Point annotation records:
++++++++++
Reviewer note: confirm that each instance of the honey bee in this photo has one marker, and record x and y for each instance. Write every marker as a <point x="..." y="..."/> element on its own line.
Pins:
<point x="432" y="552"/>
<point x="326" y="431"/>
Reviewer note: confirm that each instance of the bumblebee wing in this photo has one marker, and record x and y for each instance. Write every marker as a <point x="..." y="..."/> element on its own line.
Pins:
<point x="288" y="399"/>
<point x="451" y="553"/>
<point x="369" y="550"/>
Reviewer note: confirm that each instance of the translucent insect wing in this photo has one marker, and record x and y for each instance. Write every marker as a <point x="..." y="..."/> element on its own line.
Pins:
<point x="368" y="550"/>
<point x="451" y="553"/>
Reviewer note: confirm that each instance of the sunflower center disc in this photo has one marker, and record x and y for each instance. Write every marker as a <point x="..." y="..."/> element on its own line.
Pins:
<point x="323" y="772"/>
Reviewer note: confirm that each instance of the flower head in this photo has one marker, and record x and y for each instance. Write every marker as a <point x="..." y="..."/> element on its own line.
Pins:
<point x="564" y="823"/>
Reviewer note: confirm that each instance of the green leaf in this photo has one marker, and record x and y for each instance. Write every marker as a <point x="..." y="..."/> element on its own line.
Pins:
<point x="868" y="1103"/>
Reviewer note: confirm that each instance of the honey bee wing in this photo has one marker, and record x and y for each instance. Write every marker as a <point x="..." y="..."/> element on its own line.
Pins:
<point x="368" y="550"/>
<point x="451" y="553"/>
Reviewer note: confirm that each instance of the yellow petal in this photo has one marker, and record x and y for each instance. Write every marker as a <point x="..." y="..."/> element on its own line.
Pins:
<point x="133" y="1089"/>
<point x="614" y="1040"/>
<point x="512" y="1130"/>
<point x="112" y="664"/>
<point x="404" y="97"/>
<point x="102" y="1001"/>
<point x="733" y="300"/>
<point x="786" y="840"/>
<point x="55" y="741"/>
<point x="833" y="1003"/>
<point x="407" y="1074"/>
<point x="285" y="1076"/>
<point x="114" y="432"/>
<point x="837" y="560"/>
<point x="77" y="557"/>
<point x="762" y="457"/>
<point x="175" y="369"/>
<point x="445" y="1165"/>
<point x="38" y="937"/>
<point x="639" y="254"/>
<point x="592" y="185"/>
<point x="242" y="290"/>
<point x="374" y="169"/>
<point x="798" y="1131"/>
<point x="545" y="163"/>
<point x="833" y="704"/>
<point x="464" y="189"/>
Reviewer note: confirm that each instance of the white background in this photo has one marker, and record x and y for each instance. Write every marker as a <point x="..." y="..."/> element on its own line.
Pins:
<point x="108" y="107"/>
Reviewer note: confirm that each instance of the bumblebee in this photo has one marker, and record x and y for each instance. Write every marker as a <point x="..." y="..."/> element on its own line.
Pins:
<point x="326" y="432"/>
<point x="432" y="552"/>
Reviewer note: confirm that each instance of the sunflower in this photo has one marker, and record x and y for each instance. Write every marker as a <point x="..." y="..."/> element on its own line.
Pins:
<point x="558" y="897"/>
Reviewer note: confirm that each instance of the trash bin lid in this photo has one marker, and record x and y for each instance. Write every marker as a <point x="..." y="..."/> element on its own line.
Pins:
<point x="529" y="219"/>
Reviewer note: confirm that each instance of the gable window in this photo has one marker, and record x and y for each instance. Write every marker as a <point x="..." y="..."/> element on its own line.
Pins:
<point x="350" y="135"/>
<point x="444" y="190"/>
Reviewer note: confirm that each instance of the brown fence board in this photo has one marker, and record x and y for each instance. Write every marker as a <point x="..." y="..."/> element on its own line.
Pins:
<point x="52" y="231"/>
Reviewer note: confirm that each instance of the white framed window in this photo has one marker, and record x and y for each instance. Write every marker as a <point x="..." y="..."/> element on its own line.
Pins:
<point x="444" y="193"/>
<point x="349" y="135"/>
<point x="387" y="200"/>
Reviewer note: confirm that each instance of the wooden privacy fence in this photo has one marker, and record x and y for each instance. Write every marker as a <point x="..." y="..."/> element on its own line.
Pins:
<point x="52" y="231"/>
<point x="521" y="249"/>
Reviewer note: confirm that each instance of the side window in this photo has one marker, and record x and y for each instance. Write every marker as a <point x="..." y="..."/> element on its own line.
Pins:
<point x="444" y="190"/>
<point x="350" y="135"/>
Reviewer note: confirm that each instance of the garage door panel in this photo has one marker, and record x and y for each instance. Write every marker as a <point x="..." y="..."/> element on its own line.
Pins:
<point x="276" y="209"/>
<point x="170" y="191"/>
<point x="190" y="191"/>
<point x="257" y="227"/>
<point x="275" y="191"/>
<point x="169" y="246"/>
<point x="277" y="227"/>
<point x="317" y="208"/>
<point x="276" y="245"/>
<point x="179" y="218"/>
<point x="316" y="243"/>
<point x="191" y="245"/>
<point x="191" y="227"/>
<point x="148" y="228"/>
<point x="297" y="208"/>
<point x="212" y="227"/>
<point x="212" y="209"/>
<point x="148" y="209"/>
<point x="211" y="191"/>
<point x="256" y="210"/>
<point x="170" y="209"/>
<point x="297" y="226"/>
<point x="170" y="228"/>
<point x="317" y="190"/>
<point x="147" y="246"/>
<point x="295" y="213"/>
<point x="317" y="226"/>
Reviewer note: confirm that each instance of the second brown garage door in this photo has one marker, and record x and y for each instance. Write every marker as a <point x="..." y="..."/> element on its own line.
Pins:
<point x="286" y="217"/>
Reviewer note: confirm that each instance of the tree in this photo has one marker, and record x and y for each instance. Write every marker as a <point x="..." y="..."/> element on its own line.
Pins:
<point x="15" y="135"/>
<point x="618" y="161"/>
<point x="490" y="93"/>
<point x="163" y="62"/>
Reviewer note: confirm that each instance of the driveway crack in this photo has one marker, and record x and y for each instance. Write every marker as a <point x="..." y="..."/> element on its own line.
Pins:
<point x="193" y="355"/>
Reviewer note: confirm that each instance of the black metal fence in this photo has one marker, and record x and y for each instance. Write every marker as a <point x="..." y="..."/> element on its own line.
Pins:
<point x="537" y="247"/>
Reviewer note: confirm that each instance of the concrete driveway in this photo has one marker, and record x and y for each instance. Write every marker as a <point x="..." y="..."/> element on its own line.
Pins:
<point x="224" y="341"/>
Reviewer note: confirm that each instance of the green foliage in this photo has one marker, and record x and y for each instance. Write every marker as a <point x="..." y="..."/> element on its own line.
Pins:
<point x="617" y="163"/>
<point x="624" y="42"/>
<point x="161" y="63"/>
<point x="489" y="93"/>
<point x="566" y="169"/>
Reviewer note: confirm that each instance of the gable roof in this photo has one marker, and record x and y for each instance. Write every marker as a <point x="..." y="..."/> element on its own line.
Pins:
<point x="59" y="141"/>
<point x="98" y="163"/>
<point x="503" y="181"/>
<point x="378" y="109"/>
++++++++++
What you should do:
Rename "Reviewer note" to "Annotator note" everywhere it occurs in the data above, and reproduce the data with everything else left unchanged.

Solution to this exercise:
Annotator note: confirm that each instance of the honey bee in this photo has one marker, and record x and y for each instance. Write every marker as a <point x="..." y="..."/> element on its own line.
Pins:
<point x="432" y="552"/>
<point x="326" y="431"/>
Annotator note: confirm that each instance of the bumblebee wing in this photo has one marker, and record x and y for each instance. Write every marker as a <point x="..." y="..."/> element on its own line.
Pins:
<point x="288" y="399"/>
<point x="451" y="553"/>
<point x="369" y="550"/>
Annotator note: confirm that each instance of the translucent insect wing in this photo has one marker, and record x and y for each instance. Write every marker as a <point x="..." y="..."/> element on its own line.
Pins:
<point x="368" y="550"/>
<point x="451" y="553"/>
Annotator note: confirm that each instance of the sunflower center disc in this photo has one marker, and record x and y for each instance. Write every marker as a <point x="..." y="..."/> element on its own line.
Pins:
<point x="323" y="772"/>
Annotator note: confirm that each instance of the flower head in this photo has one marker, and record x and y for each instance. Write every marker as a <point x="..." y="..."/> element on its own line.
Pins:
<point x="564" y="823"/>
Annotator note: confirm that each instance of the green leaf in this photo has one marker, and record x and y for each instance. Write every marker as a <point x="..." y="..."/> element on its own line.
Pins:
<point x="868" y="1103"/>
Annotator note: confirm that each instance of the honey bee wing in this photo has one marker, and record x and y for each instance. Write every marker as a <point x="..." y="..."/> element on its own line.
Pins:
<point x="368" y="550"/>
<point x="451" y="553"/>
Annotator note: confirm that each instance of the yellow petal in this photo has one marker, and record x and y for each instance. Write every marker as a <point x="..." y="..."/> element on its own line.
Pins:
<point x="133" y="1089"/>
<point x="614" y="1040"/>
<point x="512" y="1130"/>
<point x="112" y="664"/>
<point x="404" y="97"/>
<point x="102" y="1001"/>
<point x="733" y="300"/>
<point x="786" y="840"/>
<point x="55" y="741"/>
<point x="833" y="1003"/>
<point x="407" y="1074"/>
<point x="285" y="1076"/>
<point x="114" y="432"/>
<point x="837" y="560"/>
<point x="77" y="557"/>
<point x="762" y="457"/>
<point x="175" y="369"/>
<point x="445" y="1165"/>
<point x="38" y="937"/>
<point x="639" y="254"/>
<point x="592" y="185"/>
<point x="242" y="290"/>
<point x="374" y="169"/>
<point x="798" y="1131"/>
<point x="545" y="163"/>
<point x="833" y="704"/>
<point x="464" y="189"/>
Annotator note: confirm that each instance of the white background in this photo has one marker, and record x and y for each instance. Write every marker as a <point x="..." y="..."/> element on its own line.
Pins:
<point x="108" y="107"/>
Annotator note: confirm that each instance of the bumblebee in this photo has one marker, and record x and y for each instance. Write every marker as a <point x="..." y="..."/> element on its own line.
Pins:
<point x="326" y="432"/>
<point x="432" y="552"/>
Annotator note: confirm that each instance of the sunflower in this photo has one marker, and record x and y for each instance. Write every marker as a <point x="..." y="..."/> element on its own line.
Pins:
<point x="558" y="897"/>
Annotator note: confirm that each instance of the trash bin lid in this photo has one marker, and record x and y for each instance. Write every marker as a <point x="..." y="..."/> element on its own line.
Pins:
<point x="529" y="219"/>
Annotator note: confirm that each instance of the gable window in this photo has one marker, and record x and y for each instance. Write every marker as a <point x="..." y="..."/> element on its own line.
Pins:
<point x="350" y="135"/>
<point x="444" y="190"/>
Annotator note: confirm that each instance of the brown fence board in this photo has one marker, and record x and y for each instance. Write every marker as a <point x="..." y="..."/> element on its own line.
Pins:
<point x="52" y="231"/>
Annotator note: confirm that each instance of the white framed window in this photo has one marker, and record x and y for each instance. Write every marker as a <point x="..." y="..."/> element on its own line.
Pins:
<point x="444" y="193"/>
<point x="349" y="135"/>
<point x="387" y="200"/>
Annotator note: confirm that each instance of the wooden privacy fence in this photo has one marker, and record x and y for each instance. Write every marker as a <point x="..." y="..."/> element on its own line.
Pins:
<point x="52" y="231"/>
<point x="521" y="249"/>
Annotator note: confirm that each instance of the side window in this photo has one marker, and record x and y for each instance. Write every marker as a <point x="..." y="..."/> element on its own line.
Pins:
<point x="444" y="190"/>
<point x="350" y="135"/>
Annotator note: confirm that each instance of the garage door panel in this photo has one marker, and record x and y for each instance. Write every marker as a <point x="..." y="..."/> element on its own line.
Pins:
<point x="276" y="209"/>
<point x="170" y="191"/>
<point x="190" y="191"/>
<point x="257" y="227"/>
<point x="275" y="191"/>
<point x="169" y="246"/>
<point x="277" y="227"/>
<point x="317" y="208"/>
<point x="276" y="245"/>
<point x="179" y="218"/>
<point x="316" y="243"/>
<point x="191" y="245"/>
<point x="191" y="227"/>
<point x="148" y="228"/>
<point x="297" y="208"/>
<point x="212" y="227"/>
<point x="212" y="209"/>
<point x="148" y="209"/>
<point x="211" y="191"/>
<point x="256" y="210"/>
<point x="170" y="209"/>
<point x="297" y="226"/>
<point x="170" y="228"/>
<point x="317" y="190"/>
<point x="147" y="246"/>
<point x="295" y="213"/>
<point x="317" y="226"/>
Annotator note: confirm that each instance of the second brown garage door in this photo has one marker, and record x and y for each instance. Write every marker as a <point x="..." y="..."/> element on its own line.
Pins:
<point x="286" y="217"/>
Annotator note: confirm that each instance of the tree in this photo has one marker, and record x and y for each instance. Write every marker as a <point x="..." y="..."/> element on its own line.
Pins:
<point x="15" y="135"/>
<point x="618" y="161"/>
<point x="490" y="93"/>
<point x="163" y="62"/>
Annotator note: confirm that each instance of the driveway crack in this photo has one marker, and record x and y for each instance. Write every marker as a <point x="..." y="..."/> element on its own line.
Pins:
<point x="193" y="355"/>
Annotator note: confirm that each instance of the black metal fence in this photo has one marker, and record x and y for each instance. Write every marker as a <point x="..." y="..."/> element on its own line.
Pins:
<point x="537" y="247"/>
Annotator note: confirm that each instance of the concrete driveway in this photo has one marker, and record x and y for each instance. Write every marker as a <point x="..." y="..."/> element on its own line.
Pins:
<point x="224" y="341"/>
Annotator note: confirm that each instance of the green foliage in this photo has one marker, and record x and y for each instance. Write every marker as a <point x="..." y="..."/> element on its own line.
Pins:
<point x="617" y="163"/>
<point x="624" y="42"/>
<point x="161" y="63"/>
<point x="489" y="93"/>
<point x="566" y="169"/>
Annotator note: confirm that each instance of the gable roof in this photo has one marker, and record x and y for each instance. Write every marker as a <point x="..." y="..."/> element on its own line.
Pins:
<point x="59" y="141"/>
<point x="98" y="163"/>
<point x="503" y="181"/>
<point x="378" y="109"/>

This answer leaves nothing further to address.